* Verilen yazı

VADEDİLMİŞ TOPRAKLAR (ARZ-I MEV’UD)

 

Henüz bilimin tamamına ve detayına vakıf olamadığı aralarında biz insanların yaşadığı Dünya olmak üzere bu devasa kâinatın kendiliğinden ortaya çıkmış olabileceğinin mümkün olamayacağı artık bilinen bir gerçek. Bir yaratıcının olduğu muhakkak. İnsanların kendi hallerine bırakılamayacağı, yapması veya yapmaması gerekenleri içeren bir ajandayla sorumlu oldukları da ayrı bir gerçek. Bu ajanda belirli zaman dilimlerinde Peygamberler aracılığıyla insanlığa iletilmiştir. Yüce Yaratıcı Allah (C.C.)'a ve yeryüzündeki temsilcilerine inanıp uyma noktasında farklılıklar söz konusu olmuştur.  Kimileri inkâr edip kabul etmezken kimileri de sözde veya içtenlikle kabul etmişlerdir.

Biz Müslümanlar olarak Hz. Adem'den Hz. Muhammed (S.A.V.)'e kadarki tüm Peygamberleri kabul etmeyi İslamiyet'in bir vecibesi olarak gördük. Ancak Yahudiler ve Hıristiyanlar son peygamber olan Hz. Muhammed'i kabul etmemektedirler. Müslümanları ötekileştirip onlara hayat hakkı tanımamaktadırlar. Günümüzde İsrail'de olan şey ne yazık ki bu. Yazımıza başlık olan Vadedilmiş Topraklar (Arz-ı Mev'ud) kavramı üzerinden kendilerine bir hedef belirlemişler ve bu hedefe ulaşabilmek için kadın çocuk yaşlı demeden bir katliam yapmaktadırlar.

Masum Filistin halkına bu zulmü reva gören Siyonist inancın dayandığı tarihi geçmişi kısaca hatırlarsak belki taşları daha iyi yerine oturturuz. Kenan ilinde (Filistin) yaşamakta olan Hz. Yakup (A.S.)'un kuyuya atılan oğlu Yusuf (A.S.) Mısır'a giden bir kervan tarafından bulunup çıkarılmış ve Mısır'a götürülmüş ardından orada yönetici konumuna gelmiş ve onun neslinden gelen Hz. Musa Firavun tarafından düşman ilan edilmiş ve oradan kendisine tabi olanlarla (İsrailoğulları) birlikte önce Tur Dağı civarına sonra Filistin'e gitmiş, kendisinden sonra Kudüs Hz. Davud tarafından ele geçirilmiş ve daha sonra Hz. Süleyman tarafından yönetilmiştir. Yahudi toplumunda dünyaya gelen Hz. İsa, onlar tarafından dışlanmış ve çarmıha gerilmiştir. Daha sonra gelen son Peygamber Hz. Muhammed (S.A.V.)'i kabul etmemişlerdir. Bu reddedişin sebeplerinden biri Peygamberimizin Hz. İbrahim'in Hacer validemizden oğlu Hz. İsmail'in soyundan gelmesidir. Yahudiler, son peygamberin Hz. İbrahim'in Sare validemizden oğlu İshak (A.S.) den gelmesi gerektiğini düşünmektedirler.

* Veri öğeleri
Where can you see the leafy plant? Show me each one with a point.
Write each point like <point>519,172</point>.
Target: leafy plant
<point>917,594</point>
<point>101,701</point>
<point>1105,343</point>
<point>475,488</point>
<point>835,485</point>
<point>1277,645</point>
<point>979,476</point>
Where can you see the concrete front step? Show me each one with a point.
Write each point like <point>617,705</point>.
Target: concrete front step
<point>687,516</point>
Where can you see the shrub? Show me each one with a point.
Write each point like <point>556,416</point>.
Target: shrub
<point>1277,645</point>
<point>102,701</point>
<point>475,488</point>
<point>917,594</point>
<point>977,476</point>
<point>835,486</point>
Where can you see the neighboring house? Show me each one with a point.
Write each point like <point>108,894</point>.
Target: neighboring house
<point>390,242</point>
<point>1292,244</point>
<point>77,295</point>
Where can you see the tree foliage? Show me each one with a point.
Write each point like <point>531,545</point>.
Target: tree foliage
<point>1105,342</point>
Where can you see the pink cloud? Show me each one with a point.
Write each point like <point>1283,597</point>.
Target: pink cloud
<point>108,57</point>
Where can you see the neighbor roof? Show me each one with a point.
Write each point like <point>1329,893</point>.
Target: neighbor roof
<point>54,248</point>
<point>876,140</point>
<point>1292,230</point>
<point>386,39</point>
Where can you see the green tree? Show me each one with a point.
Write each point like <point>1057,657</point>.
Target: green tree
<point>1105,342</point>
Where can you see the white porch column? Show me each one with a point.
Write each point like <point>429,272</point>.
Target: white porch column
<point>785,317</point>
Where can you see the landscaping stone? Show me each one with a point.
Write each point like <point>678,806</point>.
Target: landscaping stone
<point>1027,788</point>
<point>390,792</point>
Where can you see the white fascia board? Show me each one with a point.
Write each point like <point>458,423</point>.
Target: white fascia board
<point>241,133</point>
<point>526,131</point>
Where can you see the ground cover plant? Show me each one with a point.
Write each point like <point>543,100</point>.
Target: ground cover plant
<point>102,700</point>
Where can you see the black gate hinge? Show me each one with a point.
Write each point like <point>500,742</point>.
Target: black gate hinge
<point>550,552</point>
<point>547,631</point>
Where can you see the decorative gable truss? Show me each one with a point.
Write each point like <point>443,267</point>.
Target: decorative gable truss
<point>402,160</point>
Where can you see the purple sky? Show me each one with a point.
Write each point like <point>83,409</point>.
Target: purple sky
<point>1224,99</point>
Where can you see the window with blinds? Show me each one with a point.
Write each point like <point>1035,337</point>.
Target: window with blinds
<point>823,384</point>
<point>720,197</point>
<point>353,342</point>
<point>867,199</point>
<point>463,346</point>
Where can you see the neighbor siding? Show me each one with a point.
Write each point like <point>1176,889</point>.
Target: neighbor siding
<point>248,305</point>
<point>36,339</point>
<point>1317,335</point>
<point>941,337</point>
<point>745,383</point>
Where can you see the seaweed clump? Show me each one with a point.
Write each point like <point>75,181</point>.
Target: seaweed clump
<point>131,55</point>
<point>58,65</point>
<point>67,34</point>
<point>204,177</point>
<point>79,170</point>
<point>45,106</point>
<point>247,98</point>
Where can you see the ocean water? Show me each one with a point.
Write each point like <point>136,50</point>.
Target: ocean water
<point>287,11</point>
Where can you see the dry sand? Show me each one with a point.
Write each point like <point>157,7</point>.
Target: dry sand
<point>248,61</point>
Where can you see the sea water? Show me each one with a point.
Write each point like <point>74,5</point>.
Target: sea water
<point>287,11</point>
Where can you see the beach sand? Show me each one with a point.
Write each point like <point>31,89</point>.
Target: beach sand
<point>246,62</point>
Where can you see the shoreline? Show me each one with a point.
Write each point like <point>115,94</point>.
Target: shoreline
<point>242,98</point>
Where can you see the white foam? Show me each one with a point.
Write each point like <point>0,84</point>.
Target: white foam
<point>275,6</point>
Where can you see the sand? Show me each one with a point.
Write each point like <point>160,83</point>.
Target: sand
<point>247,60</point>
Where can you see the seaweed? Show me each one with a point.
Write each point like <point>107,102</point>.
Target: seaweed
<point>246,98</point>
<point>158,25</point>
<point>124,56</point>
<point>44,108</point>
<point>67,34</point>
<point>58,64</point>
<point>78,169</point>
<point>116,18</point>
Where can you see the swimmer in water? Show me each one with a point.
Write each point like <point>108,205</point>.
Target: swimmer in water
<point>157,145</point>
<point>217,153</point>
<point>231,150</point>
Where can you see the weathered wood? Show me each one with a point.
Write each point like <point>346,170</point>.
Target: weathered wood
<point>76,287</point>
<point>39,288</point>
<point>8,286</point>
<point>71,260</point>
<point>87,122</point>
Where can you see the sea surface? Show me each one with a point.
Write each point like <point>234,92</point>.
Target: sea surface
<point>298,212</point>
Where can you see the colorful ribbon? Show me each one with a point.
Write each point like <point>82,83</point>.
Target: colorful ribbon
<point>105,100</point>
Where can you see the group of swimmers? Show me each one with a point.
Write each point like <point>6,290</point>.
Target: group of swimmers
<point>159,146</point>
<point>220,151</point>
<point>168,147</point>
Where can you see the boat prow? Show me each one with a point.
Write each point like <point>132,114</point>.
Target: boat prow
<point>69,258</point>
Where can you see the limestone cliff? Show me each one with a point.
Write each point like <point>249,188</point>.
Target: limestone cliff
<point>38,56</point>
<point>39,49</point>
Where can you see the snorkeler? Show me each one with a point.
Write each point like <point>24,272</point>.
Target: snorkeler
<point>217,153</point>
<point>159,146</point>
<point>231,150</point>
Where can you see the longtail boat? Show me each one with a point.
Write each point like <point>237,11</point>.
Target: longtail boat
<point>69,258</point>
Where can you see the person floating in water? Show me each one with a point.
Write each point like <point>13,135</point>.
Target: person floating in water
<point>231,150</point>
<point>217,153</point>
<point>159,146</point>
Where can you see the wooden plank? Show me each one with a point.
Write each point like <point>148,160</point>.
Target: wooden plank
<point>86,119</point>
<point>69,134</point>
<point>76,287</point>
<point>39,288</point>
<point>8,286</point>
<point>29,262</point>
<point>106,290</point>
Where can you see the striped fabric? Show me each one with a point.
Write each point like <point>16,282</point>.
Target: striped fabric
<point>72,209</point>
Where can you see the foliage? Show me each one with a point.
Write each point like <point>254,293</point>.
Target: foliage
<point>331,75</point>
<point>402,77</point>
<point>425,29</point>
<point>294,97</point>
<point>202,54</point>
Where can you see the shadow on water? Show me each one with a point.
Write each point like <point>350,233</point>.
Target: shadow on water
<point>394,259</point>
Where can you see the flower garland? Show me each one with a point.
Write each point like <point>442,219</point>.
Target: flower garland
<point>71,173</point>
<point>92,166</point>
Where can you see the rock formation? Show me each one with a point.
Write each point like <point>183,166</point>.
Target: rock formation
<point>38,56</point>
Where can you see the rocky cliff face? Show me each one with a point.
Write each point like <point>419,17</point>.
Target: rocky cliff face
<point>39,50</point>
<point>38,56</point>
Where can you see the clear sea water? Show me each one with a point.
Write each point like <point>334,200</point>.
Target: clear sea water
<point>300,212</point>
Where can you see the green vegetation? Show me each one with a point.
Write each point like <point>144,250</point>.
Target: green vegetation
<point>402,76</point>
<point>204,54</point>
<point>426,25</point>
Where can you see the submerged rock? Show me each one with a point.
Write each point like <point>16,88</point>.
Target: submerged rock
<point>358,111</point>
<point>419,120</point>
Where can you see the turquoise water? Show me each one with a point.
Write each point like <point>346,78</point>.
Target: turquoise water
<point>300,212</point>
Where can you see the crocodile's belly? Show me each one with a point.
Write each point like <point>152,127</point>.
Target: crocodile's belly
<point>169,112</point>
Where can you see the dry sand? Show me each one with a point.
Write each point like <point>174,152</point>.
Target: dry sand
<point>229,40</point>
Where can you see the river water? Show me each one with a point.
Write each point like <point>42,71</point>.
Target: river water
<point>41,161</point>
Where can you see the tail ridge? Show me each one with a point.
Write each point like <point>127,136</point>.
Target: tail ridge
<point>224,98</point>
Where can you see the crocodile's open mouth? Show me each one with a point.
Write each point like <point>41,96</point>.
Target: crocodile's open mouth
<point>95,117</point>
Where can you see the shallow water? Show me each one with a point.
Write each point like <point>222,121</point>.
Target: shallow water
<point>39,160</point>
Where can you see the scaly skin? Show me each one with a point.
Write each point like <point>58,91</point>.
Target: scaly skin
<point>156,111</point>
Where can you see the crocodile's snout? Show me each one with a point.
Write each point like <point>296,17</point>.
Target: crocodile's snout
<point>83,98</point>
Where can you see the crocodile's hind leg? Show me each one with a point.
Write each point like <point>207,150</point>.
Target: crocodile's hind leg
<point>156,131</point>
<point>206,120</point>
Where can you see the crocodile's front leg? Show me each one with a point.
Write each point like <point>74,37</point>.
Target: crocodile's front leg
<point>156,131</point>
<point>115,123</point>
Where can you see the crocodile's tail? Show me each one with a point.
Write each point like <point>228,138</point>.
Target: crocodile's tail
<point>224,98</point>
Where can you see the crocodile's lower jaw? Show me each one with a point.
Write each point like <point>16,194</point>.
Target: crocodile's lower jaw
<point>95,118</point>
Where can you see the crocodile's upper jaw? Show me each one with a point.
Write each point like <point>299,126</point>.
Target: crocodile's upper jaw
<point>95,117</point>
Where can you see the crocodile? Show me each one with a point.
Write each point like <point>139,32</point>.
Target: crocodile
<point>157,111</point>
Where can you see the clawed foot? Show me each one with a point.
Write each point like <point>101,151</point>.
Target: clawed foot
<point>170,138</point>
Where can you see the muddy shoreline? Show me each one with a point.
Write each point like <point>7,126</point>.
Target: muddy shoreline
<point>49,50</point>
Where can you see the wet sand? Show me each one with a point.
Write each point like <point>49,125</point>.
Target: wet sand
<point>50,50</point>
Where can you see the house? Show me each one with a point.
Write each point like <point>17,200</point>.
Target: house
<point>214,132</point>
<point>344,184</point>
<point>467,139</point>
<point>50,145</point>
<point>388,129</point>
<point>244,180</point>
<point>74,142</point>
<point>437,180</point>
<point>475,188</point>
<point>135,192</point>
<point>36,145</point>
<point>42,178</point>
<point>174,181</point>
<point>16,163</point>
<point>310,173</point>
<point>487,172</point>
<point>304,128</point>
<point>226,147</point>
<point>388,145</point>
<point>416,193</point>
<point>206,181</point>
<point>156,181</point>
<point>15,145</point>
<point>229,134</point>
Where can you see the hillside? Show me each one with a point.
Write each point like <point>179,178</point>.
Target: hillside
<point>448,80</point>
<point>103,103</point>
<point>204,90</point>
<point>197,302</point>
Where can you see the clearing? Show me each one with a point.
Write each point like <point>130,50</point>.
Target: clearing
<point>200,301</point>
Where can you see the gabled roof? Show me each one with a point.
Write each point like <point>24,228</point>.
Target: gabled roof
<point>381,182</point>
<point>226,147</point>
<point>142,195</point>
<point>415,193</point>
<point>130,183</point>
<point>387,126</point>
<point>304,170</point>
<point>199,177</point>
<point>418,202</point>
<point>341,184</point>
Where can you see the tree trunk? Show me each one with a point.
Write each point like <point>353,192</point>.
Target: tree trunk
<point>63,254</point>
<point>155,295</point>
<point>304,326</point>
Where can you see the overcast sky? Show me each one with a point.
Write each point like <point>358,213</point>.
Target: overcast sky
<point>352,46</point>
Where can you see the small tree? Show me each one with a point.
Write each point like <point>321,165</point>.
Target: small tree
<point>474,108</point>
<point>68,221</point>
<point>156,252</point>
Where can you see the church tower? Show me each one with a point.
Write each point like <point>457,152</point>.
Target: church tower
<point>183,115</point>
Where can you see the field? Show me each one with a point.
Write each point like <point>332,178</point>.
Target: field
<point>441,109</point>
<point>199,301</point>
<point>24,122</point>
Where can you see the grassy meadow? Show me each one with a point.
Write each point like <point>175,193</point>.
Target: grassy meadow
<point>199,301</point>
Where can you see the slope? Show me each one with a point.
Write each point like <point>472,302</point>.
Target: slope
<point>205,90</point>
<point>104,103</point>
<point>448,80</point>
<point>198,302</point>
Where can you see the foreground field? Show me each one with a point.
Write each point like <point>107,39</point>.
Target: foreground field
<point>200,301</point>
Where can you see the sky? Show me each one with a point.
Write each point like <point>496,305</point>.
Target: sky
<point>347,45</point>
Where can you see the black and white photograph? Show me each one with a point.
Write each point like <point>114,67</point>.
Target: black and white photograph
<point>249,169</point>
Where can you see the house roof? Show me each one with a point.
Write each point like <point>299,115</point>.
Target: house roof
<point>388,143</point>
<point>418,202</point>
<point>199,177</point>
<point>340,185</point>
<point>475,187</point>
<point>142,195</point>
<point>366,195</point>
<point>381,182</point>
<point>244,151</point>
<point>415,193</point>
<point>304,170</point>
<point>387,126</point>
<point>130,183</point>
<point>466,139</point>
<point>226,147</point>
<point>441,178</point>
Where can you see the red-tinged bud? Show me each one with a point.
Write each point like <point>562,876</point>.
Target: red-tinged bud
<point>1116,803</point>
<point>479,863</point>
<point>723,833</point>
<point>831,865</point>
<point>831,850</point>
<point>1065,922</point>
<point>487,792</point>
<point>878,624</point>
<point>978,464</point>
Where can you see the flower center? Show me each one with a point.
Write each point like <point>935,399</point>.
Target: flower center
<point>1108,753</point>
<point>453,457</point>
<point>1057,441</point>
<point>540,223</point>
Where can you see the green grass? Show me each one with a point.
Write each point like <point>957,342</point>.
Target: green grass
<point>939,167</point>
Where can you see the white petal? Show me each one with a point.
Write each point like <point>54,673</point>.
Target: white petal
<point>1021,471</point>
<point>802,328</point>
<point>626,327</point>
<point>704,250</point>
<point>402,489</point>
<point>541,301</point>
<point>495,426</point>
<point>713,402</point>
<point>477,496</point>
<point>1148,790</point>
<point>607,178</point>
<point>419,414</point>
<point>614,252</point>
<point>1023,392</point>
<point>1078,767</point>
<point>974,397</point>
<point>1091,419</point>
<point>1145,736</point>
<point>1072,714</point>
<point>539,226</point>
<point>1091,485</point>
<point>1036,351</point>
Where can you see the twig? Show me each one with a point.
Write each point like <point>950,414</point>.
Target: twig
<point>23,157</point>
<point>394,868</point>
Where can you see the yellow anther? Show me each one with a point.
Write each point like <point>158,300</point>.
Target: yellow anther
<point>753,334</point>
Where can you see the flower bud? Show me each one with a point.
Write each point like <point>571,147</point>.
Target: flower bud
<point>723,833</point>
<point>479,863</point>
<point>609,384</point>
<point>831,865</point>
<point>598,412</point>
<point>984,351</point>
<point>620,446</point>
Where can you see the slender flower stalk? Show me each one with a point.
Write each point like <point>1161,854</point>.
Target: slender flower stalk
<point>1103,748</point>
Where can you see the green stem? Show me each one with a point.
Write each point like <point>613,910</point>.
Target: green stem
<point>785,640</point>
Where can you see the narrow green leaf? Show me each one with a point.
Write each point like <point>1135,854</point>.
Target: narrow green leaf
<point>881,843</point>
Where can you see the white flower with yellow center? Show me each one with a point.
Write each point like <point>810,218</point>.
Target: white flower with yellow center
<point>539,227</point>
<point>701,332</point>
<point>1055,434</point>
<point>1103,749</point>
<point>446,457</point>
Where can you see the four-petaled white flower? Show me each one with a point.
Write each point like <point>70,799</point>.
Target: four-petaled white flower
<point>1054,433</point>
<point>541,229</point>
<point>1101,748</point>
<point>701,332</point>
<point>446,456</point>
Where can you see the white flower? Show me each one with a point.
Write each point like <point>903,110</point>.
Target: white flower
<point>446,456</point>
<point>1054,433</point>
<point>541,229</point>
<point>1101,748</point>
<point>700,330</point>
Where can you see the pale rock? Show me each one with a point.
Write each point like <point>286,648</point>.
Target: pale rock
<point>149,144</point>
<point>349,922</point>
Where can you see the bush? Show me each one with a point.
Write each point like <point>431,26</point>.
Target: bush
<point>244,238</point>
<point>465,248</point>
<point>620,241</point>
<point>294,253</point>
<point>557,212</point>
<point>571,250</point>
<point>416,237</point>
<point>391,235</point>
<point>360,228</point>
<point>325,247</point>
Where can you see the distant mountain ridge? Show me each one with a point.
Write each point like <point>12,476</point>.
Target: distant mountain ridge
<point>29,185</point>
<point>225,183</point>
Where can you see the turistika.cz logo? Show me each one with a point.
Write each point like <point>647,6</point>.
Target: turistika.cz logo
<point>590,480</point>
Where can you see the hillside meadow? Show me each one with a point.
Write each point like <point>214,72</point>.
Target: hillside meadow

* Yapılacak iş
Vadedilmiş topraklar yazısının "VADEDİLMİŞ TOPRAKLAR (ARZ-I" ifadesinden "içtenlikle kabul etmişlerdir." ifadesine kadarki kısmını, "Dünya" yerine "yerküre" koyarak yeniden yazın. Öğelerin bu işle bir ilgisi yok.

* Çözüm
VADEDİLMİŞ TOPRAKLAR (ARZ-I MEV’UD)

 

Henüz bilimin tamamına ve detayına vakıf olamadığı aralarında biz insanların yaşadığı yerküre olmak üzere bu devasa kâinatın kendiliğinden ortaya çıkmış olabileceğinin mümkün olamayacağı artık bilinen bir gerçek. Bir yaratıcının olduğu muhakkak. İnsanların kendi hallerine bırakılamayacağı, yapması veya yapmaması gerekenleri içeren bir ajandayla sorumlu oldukları da ayrı bir gerçek. Bu ajanda belirli zaman dilimlerinde Peygamberler aracılığıyla insanlığa iletilmiştir. Yüce Yaratıcı Allah (C.C.)'a ve yeryüzündeki temsilcilerine inanıp uyma noktasında farklılıklar söz konusu olmuştur.  Kimileri inkâr edip kabul etmezken kimileri de sözde veya içtenlikle kabul etmişlerdir.